Exercise details: Please give the entries again in full and exactly, without any picture.

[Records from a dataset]
::::::

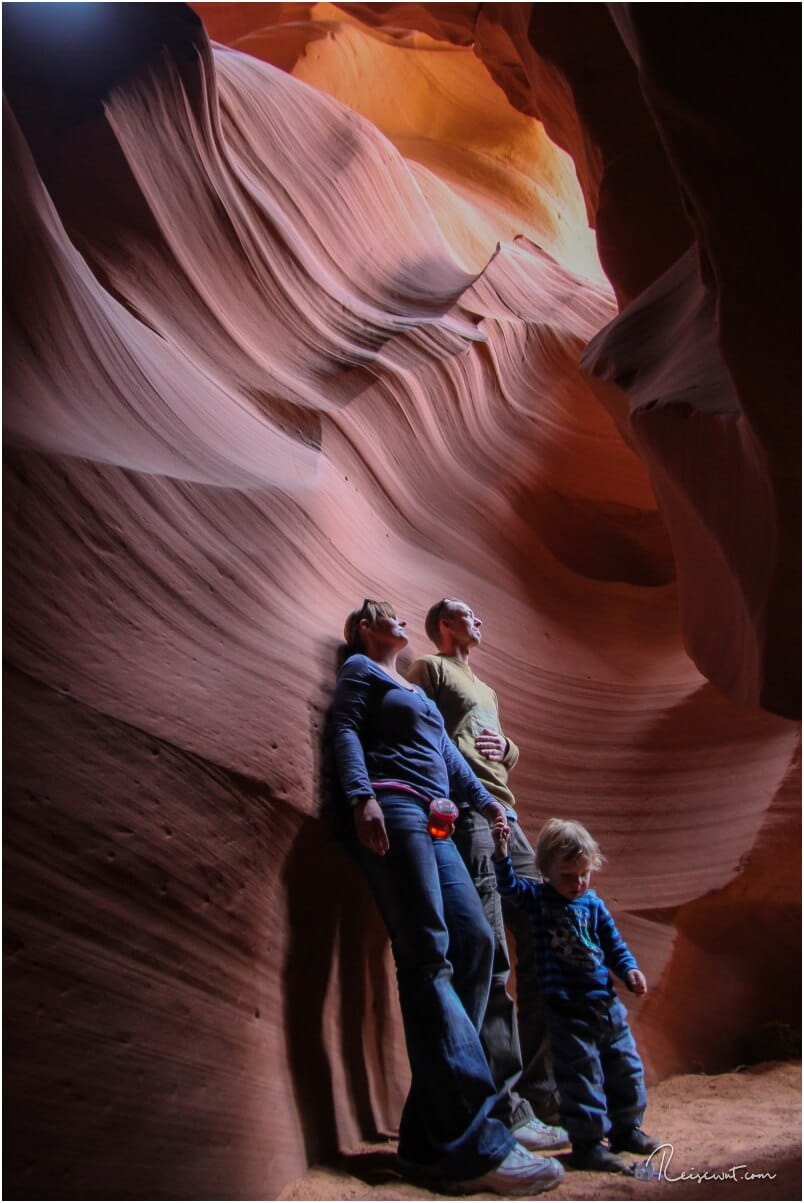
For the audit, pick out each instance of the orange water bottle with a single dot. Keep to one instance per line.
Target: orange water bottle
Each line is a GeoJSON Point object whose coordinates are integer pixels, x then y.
{"type": "Point", "coordinates": [441, 818]}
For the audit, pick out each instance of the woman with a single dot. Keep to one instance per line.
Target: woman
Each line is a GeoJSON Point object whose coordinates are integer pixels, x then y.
{"type": "Point", "coordinates": [394, 758]}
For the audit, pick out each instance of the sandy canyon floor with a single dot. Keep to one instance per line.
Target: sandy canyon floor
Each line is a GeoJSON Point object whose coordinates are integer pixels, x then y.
{"type": "Point", "coordinates": [734, 1136]}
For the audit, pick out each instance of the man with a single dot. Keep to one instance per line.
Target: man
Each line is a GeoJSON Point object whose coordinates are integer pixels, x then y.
{"type": "Point", "coordinates": [471, 715]}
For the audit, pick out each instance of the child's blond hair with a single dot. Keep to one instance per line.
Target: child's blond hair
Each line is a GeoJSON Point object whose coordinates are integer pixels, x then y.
{"type": "Point", "coordinates": [566, 840]}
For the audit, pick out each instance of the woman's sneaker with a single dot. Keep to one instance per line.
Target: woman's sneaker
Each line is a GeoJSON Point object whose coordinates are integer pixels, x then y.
{"type": "Point", "coordinates": [520, 1173]}
{"type": "Point", "coordinates": [633, 1141]}
{"type": "Point", "coordinates": [536, 1135]}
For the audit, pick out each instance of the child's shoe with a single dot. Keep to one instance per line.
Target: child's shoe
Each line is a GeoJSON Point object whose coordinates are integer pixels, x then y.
{"type": "Point", "coordinates": [633, 1141]}
{"type": "Point", "coordinates": [593, 1155]}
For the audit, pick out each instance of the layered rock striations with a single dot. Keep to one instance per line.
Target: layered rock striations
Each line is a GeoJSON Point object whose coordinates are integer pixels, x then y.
{"type": "Point", "coordinates": [295, 320]}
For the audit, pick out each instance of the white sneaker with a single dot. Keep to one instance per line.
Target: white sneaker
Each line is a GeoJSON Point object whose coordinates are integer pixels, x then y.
{"type": "Point", "coordinates": [520, 1173]}
{"type": "Point", "coordinates": [536, 1135]}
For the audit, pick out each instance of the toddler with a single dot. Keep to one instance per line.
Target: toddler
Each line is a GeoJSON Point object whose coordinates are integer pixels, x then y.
{"type": "Point", "coordinates": [596, 1064]}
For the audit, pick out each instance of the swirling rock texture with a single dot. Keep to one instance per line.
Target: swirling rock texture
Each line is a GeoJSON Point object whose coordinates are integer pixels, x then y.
{"type": "Point", "coordinates": [296, 315]}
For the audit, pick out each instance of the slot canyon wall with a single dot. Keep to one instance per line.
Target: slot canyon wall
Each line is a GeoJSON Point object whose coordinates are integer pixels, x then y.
{"type": "Point", "coordinates": [305, 304]}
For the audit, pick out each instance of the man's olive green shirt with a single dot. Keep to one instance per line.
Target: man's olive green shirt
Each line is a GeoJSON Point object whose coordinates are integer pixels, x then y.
{"type": "Point", "coordinates": [467, 706]}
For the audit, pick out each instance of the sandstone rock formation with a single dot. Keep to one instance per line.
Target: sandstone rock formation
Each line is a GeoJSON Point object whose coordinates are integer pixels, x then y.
{"type": "Point", "coordinates": [296, 316]}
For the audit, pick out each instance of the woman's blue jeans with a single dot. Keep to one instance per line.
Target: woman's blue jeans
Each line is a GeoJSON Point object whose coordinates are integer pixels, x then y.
{"type": "Point", "coordinates": [443, 949]}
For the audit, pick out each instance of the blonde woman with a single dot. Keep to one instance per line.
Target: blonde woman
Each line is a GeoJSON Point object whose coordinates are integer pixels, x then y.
{"type": "Point", "coordinates": [394, 759]}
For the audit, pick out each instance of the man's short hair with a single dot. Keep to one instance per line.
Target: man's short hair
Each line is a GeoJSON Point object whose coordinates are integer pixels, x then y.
{"type": "Point", "coordinates": [441, 610]}
{"type": "Point", "coordinates": [370, 610]}
{"type": "Point", "coordinates": [566, 840]}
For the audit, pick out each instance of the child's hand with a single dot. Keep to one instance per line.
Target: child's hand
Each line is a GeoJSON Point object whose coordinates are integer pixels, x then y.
{"type": "Point", "coordinates": [500, 833]}
{"type": "Point", "coordinates": [636, 982]}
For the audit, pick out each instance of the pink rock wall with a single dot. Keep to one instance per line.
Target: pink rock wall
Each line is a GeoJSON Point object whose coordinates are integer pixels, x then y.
{"type": "Point", "coordinates": [264, 359]}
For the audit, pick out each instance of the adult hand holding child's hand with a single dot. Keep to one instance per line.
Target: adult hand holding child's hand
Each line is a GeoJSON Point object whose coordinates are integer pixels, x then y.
{"type": "Point", "coordinates": [636, 982]}
{"type": "Point", "coordinates": [500, 833]}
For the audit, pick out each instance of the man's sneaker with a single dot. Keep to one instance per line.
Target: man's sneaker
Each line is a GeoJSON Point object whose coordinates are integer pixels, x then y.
{"type": "Point", "coordinates": [593, 1155]}
{"type": "Point", "coordinates": [536, 1135]}
{"type": "Point", "coordinates": [520, 1173]}
{"type": "Point", "coordinates": [633, 1141]}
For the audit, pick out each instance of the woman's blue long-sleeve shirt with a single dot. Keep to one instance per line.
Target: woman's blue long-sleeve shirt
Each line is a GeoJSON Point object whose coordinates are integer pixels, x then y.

::::::

Expected answer:
For the audit, pick out each instance of the orange water bottle with a single dot. Keep to one instance per line.
Target: orange water bottle
Each line is a GeoJSON Point object whose coordinates are integer pixels, x then y.
{"type": "Point", "coordinates": [441, 818]}
For the audit, pick out each instance of the woman with a single dot. Keep to one instance per line.
Target: woman
Each line is a GeoJSON Point object whose coordinates are integer pixels, x then y.
{"type": "Point", "coordinates": [394, 758]}
For the audit, pick out each instance of the sandy canyon floor with a single dot. Keep to one instance per line.
Target: sandy canyon floor
Each line is a GeoJSON Point object whose coordinates are integer pixels, x then y.
{"type": "Point", "coordinates": [734, 1136]}
For the audit, pick out each instance of the man with a single dot. Keep to one instance per line.
Target: man
Each line is a GeoJSON Point object whose coordinates are integer pixels, x then y.
{"type": "Point", "coordinates": [471, 715]}
For the audit, pick out each instance of the child's blond hair with a single dot. Keep to one instance per line.
Target: child's blond hair
Each line is a GeoJSON Point object whose coordinates are integer pixels, x then y.
{"type": "Point", "coordinates": [566, 840]}
For the audit, pick out each instance of the woman's sneaker with a single dot. Keep to one instance per line.
Target: woman's sneaker
Each line is a GeoJSON Point object whose coordinates are integer pixels, x then y.
{"type": "Point", "coordinates": [520, 1173]}
{"type": "Point", "coordinates": [633, 1141]}
{"type": "Point", "coordinates": [536, 1135]}
For the audit, pick out each instance of the child's shoe with a single dot. Keep to one instance per line.
Target: child's shoe
Each line is a GeoJSON Point object whose coordinates are integer pixels, x then y.
{"type": "Point", "coordinates": [633, 1141]}
{"type": "Point", "coordinates": [593, 1155]}
For the audit, pick out each instance of the layered rock striations with a single dot. Keep to one instance per line.
Target: layered rock striations
Each line is a GeoJSON Point object whose coordinates are integer pixels, x then y.
{"type": "Point", "coordinates": [295, 320]}
For the audit, pick out each instance of the white sneaker with a single dot. Keep to one instance per line.
Target: white sneaker
Each line is a GeoJSON Point object whose coordinates are integer pixels, x then y.
{"type": "Point", "coordinates": [520, 1173]}
{"type": "Point", "coordinates": [536, 1135]}
For the audit, pick out each instance of the toddler with a single dot. Keep to one instance per line.
Target: toddler
Each line is a GeoJSON Point object whose coordinates are integer pixels, x then y.
{"type": "Point", "coordinates": [596, 1064]}
For the audit, pick out each instance of the swirling rock texture with a single dot. Keep to one instance per line.
Target: swirling rock texture
Each line is a GeoJSON Point object whose coordinates are integer pixels, x then y.
{"type": "Point", "coordinates": [296, 315]}
For the audit, pick out each instance of the slot canyon wall with a single dot. Keep to one instance per line.
Target: slot canyon wall
Each line is a GeoJSON Point object whose coordinates are integer pixels, x then y.
{"type": "Point", "coordinates": [305, 304]}
For the audit, pick out each instance of the man's olive green shirt with a single dot. Keep to one instance per line.
Target: man's olive green shirt
Each line is a GeoJSON Point object whose coordinates are integer pixels, x then y.
{"type": "Point", "coordinates": [467, 706]}
For the audit, pick out each instance of the sandstone rock formation with a single dot. Keep to one instance per line.
Target: sandstone rock formation
Each line is a GeoJSON Point object whose coordinates are integer pixels, x then y.
{"type": "Point", "coordinates": [296, 316]}
For the audit, pick out each instance of the woman's blue jeans with a single dot. Keep to one instance per line.
Target: woman's blue jeans
Each line is a GeoJSON Point object whose coordinates are integer pixels, x then y.
{"type": "Point", "coordinates": [443, 949]}
For the audit, pick out each instance of the blonde woman with a single dot. Keep to one instance per line.
Target: blonde woman
Each line is a GeoJSON Point object whose coordinates are integer pixels, x then y.
{"type": "Point", "coordinates": [394, 759]}
For the audit, pick out each instance of the man's short hair with a single dot. Keep to one instance per line.
Target: man's short hair
Each line is a GeoJSON Point object whose coordinates are integer pixels, x then y.
{"type": "Point", "coordinates": [441, 610]}
{"type": "Point", "coordinates": [370, 610]}
{"type": "Point", "coordinates": [566, 840]}
For the audit, pick out each instance of the child's hand with a single dot. Keep to one instance per line.
Target: child's hand
Each line is a GeoJSON Point object whose coordinates are integer pixels, x then y.
{"type": "Point", "coordinates": [500, 833]}
{"type": "Point", "coordinates": [636, 982]}
For the audit, pick out each instance of the pink rock wall with a single dot. Keep to one instance per line.
Target: pink rock wall
Each line is a GeoJSON Point object whose coordinates are integer pixels, x then y.
{"type": "Point", "coordinates": [264, 359]}
For the audit, pick out each instance of the adult hand holding child's hand with a single dot. Keep to one instance per line.
Target: adult hand holding child's hand
Each line is a GeoJSON Point object whose coordinates are integer pixels, x then y.
{"type": "Point", "coordinates": [636, 982]}
{"type": "Point", "coordinates": [500, 833]}
For the audit, pick out each instance of the man's sneaker with a single dot. Keep to one instance per line.
Target: man's sneaker
Each line is a GeoJSON Point object whose coordinates are integer pixels, x then y.
{"type": "Point", "coordinates": [593, 1155]}
{"type": "Point", "coordinates": [536, 1135]}
{"type": "Point", "coordinates": [520, 1173]}
{"type": "Point", "coordinates": [633, 1141]}
For the audit, pick out each instance of the woman's blue long-sleeve shirt with a single dot. Keep to one instance per line.
Target: woman's blue long-sleeve shirt
Each line is a GeoJSON Point object whose coordinates are integer pixels, x then y.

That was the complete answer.